## THE TASK
Write out precisely the lines beginning with the line that contains "pink jacket in the photo above." and ending with the last line of the entries, and no other lines.

## SOURCE MATERIAL

------------

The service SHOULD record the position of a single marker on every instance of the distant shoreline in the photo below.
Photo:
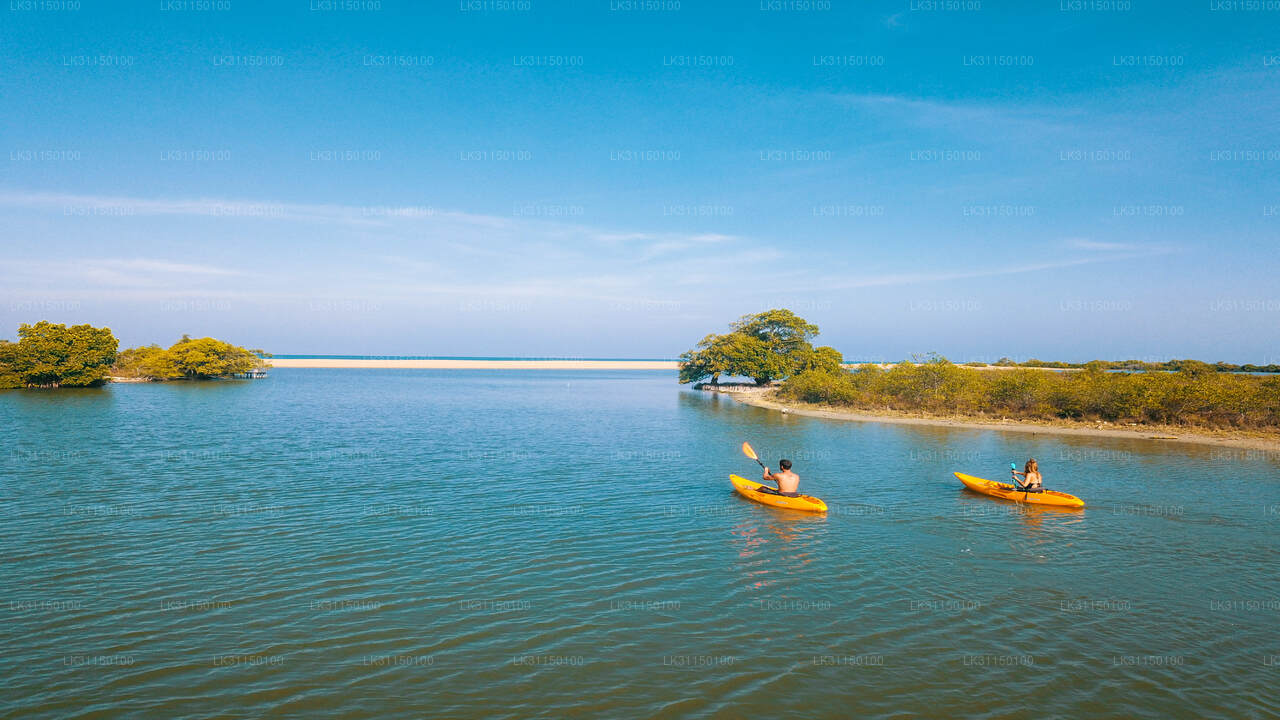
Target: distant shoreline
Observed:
(457, 364)
(767, 399)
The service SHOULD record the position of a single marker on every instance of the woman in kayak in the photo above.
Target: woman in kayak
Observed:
(1032, 479)
(787, 481)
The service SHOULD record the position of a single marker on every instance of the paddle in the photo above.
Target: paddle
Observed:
(750, 452)
(1014, 468)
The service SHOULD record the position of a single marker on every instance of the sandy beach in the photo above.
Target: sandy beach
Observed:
(767, 397)
(476, 364)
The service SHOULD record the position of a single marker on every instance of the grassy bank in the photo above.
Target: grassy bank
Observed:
(1197, 396)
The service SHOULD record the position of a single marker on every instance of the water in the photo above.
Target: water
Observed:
(370, 543)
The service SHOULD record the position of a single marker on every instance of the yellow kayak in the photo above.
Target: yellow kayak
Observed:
(1008, 491)
(752, 490)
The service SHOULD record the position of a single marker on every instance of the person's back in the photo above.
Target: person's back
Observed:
(789, 482)
(1032, 479)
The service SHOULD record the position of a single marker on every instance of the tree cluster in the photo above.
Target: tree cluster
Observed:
(766, 346)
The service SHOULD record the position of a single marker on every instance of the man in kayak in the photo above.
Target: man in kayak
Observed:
(787, 481)
(1032, 481)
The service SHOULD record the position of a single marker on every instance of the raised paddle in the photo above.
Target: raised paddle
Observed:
(1016, 484)
(750, 452)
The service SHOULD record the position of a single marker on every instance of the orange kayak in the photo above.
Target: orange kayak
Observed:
(1008, 491)
(752, 490)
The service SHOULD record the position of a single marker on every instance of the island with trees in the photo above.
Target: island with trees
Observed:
(50, 355)
(773, 350)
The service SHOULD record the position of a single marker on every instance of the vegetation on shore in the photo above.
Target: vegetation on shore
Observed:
(767, 346)
(193, 359)
(1132, 365)
(55, 355)
(1197, 395)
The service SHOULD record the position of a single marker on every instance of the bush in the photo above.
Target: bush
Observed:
(1196, 395)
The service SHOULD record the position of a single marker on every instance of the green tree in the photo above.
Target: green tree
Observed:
(785, 332)
(9, 377)
(55, 355)
(766, 347)
(208, 358)
(149, 361)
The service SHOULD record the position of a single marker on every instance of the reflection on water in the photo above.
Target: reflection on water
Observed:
(504, 545)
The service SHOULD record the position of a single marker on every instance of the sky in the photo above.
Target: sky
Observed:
(1057, 180)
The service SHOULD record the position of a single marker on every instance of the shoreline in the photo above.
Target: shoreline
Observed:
(767, 399)
(336, 363)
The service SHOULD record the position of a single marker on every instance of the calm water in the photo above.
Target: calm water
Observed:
(369, 543)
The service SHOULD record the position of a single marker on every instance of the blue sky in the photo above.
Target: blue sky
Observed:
(1052, 180)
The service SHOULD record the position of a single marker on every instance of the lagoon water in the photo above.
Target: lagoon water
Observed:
(371, 543)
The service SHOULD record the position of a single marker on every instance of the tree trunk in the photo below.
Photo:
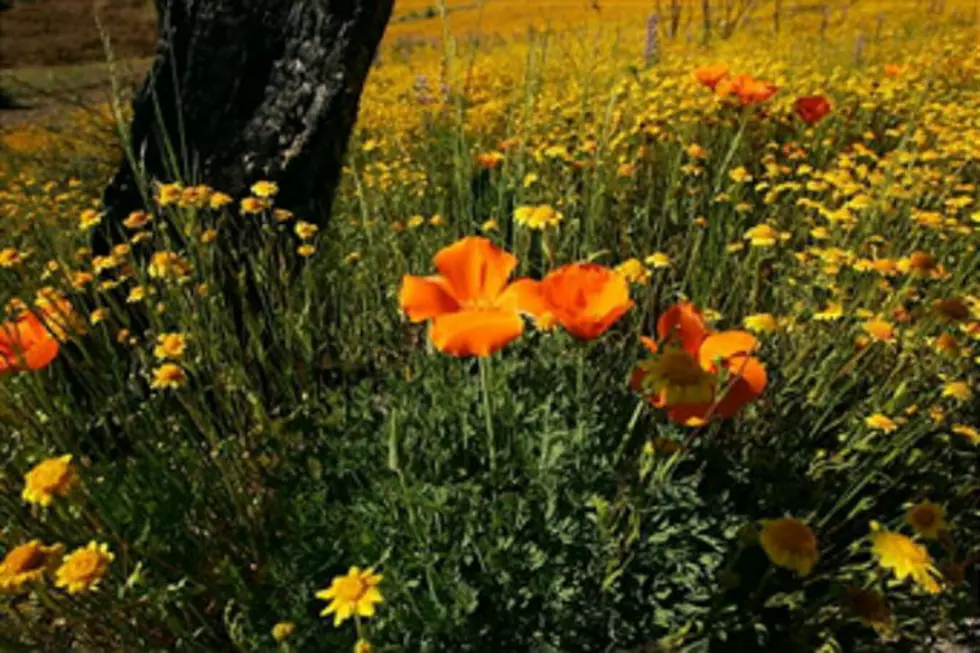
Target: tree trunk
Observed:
(243, 90)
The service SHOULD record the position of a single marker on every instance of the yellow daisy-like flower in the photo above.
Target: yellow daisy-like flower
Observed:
(905, 558)
(136, 295)
(927, 519)
(355, 594)
(870, 607)
(283, 630)
(633, 271)
(219, 200)
(959, 390)
(88, 219)
(790, 544)
(881, 422)
(253, 205)
(764, 235)
(760, 323)
(168, 375)
(265, 189)
(10, 256)
(658, 260)
(83, 568)
(833, 311)
(305, 230)
(965, 430)
(740, 175)
(537, 217)
(168, 194)
(363, 646)
(26, 564)
(49, 478)
(170, 345)
(282, 215)
(137, 220)
(879, 330)
(168, 265)
(677, 378)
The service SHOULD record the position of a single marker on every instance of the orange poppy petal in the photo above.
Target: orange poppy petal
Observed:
(26, 344)
(683, 322)
(423, 298)
(725, 344)
(749, 383)
(475, 333)
(649, 343)
(475, 268)
(690, 414)
(42, 353)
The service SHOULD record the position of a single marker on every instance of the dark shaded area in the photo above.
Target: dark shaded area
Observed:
(242, 91)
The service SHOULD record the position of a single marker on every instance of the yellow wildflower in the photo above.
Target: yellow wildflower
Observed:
(49, 478)
(355, 594)
(790, 544)
(83, 568)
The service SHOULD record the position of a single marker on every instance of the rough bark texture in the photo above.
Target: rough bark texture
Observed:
(243, 90)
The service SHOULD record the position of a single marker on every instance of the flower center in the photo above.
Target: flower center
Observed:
(480, 304)
(84, 566)
(680, 368)
(350, 589)
(25, 559)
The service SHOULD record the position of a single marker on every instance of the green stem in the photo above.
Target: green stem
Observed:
(488, 412)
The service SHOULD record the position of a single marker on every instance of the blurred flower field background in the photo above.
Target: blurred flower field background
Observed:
(627, 334)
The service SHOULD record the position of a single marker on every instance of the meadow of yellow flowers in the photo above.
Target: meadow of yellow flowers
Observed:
(627, 334)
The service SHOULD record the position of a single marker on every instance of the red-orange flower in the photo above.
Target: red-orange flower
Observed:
(747, 88)
(26, 344)
(472, 310)
(812, 109)
(710, 76)
(684, 374)
(585, 298)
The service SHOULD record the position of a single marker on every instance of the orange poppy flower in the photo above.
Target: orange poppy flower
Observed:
(26, 344)
(812, 109)
(710, 76)
(746, 88)
(585, 298)
(471, 309)
(683, 374)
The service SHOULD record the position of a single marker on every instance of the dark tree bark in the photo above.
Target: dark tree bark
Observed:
(243, 90)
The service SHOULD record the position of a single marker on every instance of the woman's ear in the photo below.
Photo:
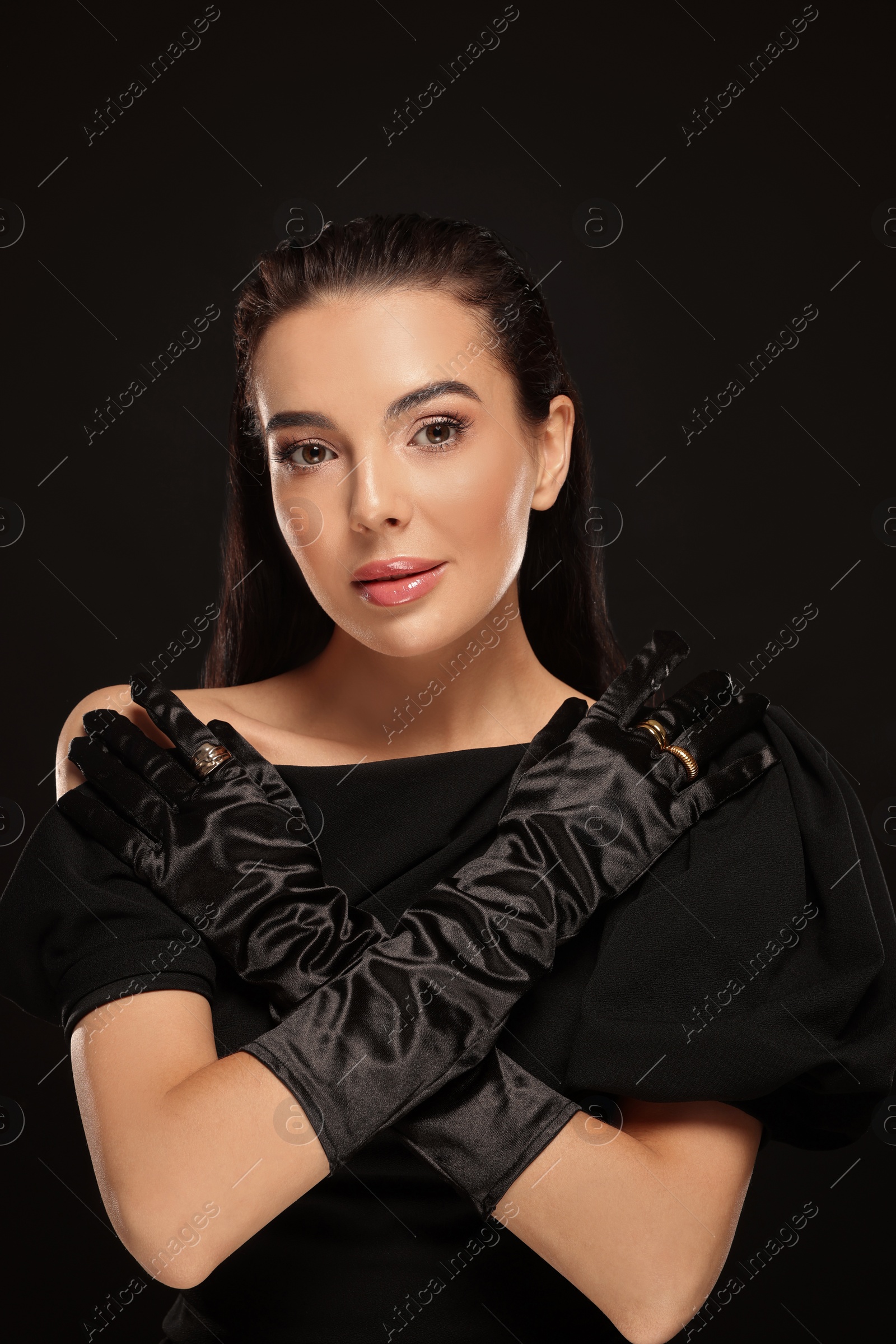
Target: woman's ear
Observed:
(553, 447)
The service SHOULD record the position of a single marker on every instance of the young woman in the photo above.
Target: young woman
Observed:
(381, 960)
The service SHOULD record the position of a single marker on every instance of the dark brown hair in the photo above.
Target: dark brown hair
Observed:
(269, 620)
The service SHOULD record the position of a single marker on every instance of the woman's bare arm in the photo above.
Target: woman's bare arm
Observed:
(195, 1154)
(640, 1220)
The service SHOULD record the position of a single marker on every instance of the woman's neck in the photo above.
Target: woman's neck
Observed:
(484, 689)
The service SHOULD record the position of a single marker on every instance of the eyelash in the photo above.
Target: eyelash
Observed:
(282, 455)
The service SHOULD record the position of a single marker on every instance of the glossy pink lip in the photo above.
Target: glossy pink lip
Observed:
(396, 581)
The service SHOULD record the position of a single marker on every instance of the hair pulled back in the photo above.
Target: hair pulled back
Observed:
(269, 620)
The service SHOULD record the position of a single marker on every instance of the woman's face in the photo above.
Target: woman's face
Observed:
(402, 473)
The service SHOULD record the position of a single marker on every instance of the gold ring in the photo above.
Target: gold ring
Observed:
(209, 757)
(656, 732)
(659, 734)
(693, 769)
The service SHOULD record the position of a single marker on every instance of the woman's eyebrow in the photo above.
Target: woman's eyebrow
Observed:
(423, 394)
(305, 420)
(298, 420)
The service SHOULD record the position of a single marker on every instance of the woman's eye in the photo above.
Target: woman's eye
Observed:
(308, 455)
(438, 435)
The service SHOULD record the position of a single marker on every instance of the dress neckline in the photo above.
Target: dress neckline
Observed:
(430, 756)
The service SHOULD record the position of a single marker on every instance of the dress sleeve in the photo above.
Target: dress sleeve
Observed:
(77, 931)
(758, 965)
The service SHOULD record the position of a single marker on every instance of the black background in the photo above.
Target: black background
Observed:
(725, 240)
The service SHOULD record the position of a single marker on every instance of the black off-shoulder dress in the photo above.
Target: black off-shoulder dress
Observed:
(755, 965)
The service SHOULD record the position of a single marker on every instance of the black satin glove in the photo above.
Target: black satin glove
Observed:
(280, 924)
(479, 1002)
(450, 978)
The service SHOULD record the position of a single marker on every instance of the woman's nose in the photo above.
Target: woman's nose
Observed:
(378, 496)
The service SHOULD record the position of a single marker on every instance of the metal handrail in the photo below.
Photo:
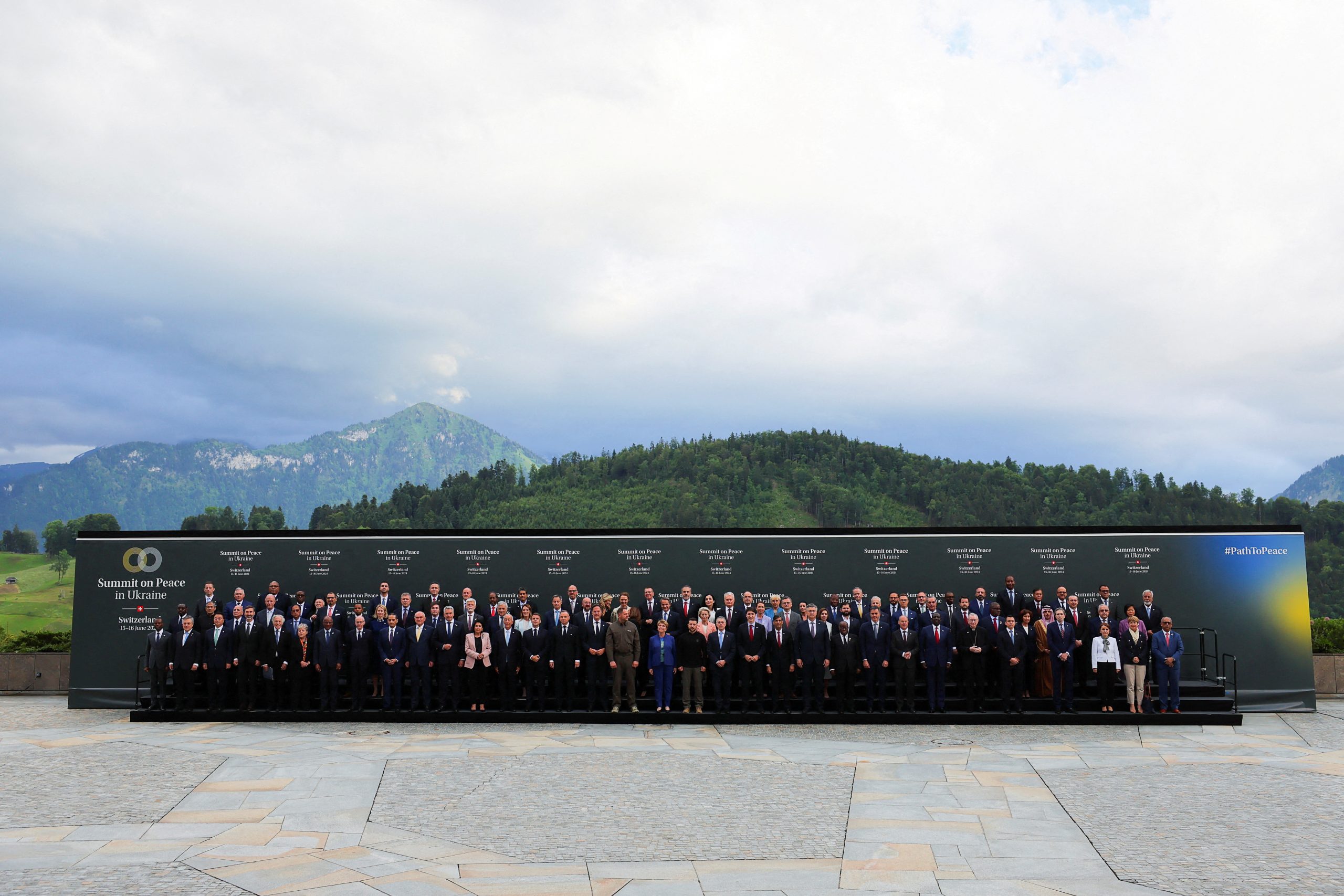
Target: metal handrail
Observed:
(1205, 655)
(1222, 679)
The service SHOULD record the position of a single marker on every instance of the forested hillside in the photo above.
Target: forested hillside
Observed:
(822, 479)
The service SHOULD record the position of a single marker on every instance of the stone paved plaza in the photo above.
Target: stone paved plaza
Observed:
(94, 804)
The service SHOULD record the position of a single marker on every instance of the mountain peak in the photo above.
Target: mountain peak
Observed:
(151, 486)
(1323, 483)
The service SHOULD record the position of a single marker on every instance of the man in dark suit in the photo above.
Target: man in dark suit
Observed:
(175, 621)
(731, 614)
(994, 626)
(448, 644)
(268, 610)
(331, 608)
(752, 655)
(925, 613)
(522, 606)
(905, 659)
(875, 653)
(687, 605)
(239, 599)
(537, 657)
(1077, 617)
(158, 649)
(722, 647)
(383, 599)
(844, 664)
(1167, 649)
(973, 648)
(959, 617)
(185, 662)
(1010, 601)
(432, 598)
(248, 659)
(936, 659)
(565, 661)
(328, 653)
(300, 669)
(494, 614)
(1113, 610)
(1150, 613)
(812, 655)
(206, 618)
(670, 616)
(392, 655)
(299, 613)
(1012, 664)
(551, 618)
(420, 661)
(594, 659)
(904, 609)
(405, 612)
(1038, 604)
(207, 597)
(1059, 638)
(779, 662)
(573, 602)
(275, 656)
(217, 659)
(359, 659)
(507, 659)
(281, 599)
(980, 604)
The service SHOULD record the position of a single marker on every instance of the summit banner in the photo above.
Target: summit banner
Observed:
(1246, 585)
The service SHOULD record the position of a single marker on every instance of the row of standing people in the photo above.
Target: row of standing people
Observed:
(273, 659)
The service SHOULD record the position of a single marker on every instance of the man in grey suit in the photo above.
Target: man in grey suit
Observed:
(156, 664)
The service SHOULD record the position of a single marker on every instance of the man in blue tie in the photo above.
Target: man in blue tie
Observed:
(1012, 664)
(1059, 638)
(1167, 653)
(723, 650)
(448, 642)
(392, 653)
(875, 653)
(936, 657)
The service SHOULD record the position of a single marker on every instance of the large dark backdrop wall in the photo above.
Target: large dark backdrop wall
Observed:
(1247, 585)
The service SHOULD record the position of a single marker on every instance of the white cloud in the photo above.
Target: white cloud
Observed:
(443, 364)
(41, 453)
(455, 395)
(1041, 229)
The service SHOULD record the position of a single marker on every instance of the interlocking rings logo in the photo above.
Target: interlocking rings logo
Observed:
(142, 559)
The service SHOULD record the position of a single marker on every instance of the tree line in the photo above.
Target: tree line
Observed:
(826, 479)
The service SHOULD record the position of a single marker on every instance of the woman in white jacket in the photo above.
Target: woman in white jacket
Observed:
(1105, 666)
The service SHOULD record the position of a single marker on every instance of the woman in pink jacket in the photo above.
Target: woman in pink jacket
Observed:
(478, 664)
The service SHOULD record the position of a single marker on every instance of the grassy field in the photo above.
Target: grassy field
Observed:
(38, 604)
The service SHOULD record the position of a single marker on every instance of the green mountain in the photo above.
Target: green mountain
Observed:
(822, 479)
(151, 486)
(1323, 483)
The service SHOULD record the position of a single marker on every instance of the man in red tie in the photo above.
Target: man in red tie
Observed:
(750, 650)
(1083, 662)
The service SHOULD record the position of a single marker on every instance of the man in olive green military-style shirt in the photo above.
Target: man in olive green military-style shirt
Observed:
(623, 647)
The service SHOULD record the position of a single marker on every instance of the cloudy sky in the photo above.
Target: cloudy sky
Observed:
(1065, 231)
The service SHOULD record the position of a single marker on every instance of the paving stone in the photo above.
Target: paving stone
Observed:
(565, 808)
(1235, 829)
(101, 784)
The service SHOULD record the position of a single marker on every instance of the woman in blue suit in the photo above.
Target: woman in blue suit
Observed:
(662, 662)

------------

## REPLY TO THE TASK
The service SHOULD record the position of a single marker on every instance of the woman in pink jacket in the photo above.
Target: woman in pink jacket
Observed:
(478, 664)
The service SHOULD record the position of a single marker on every instance of the grassy field in the photo above.
Target: grassy field
Observed:
(38, 604)
The service SHOULD record the position of a single marker on every instance of the green mountain in the photo above.
Target: green mountain
Observed:
(822, 479)
(151, 486)
(1323, 483)
The service SHOULD record the position of a single marker on every instance of the man in red tie in the photo above.
Target: man in red tie
Observed:
(750, 650)
(1083, 662)
The service SHOULD record the position of a single marker on every instance of the man in olive green military-style shirt in the photo above.
Target: man in olive green military-style shirt
Observed:
(623, 647)
The service SHOULD record the position of a single marker on every instance of the cloudy sky in the photo above.
Target: cloudy sky
Observed:
(1065, 231)
The service SHOULD record the position of a single marker on every instance of the paving stone in the photo above.
Target: paving stone
Observed:
(565, 808)
(1235, 829)
(101, 784)
The service SHOULD record the position of a single marker on every instance of the woman in blue suit in the photo above.
Target: woman in blue suit
Observed:
(662, 662)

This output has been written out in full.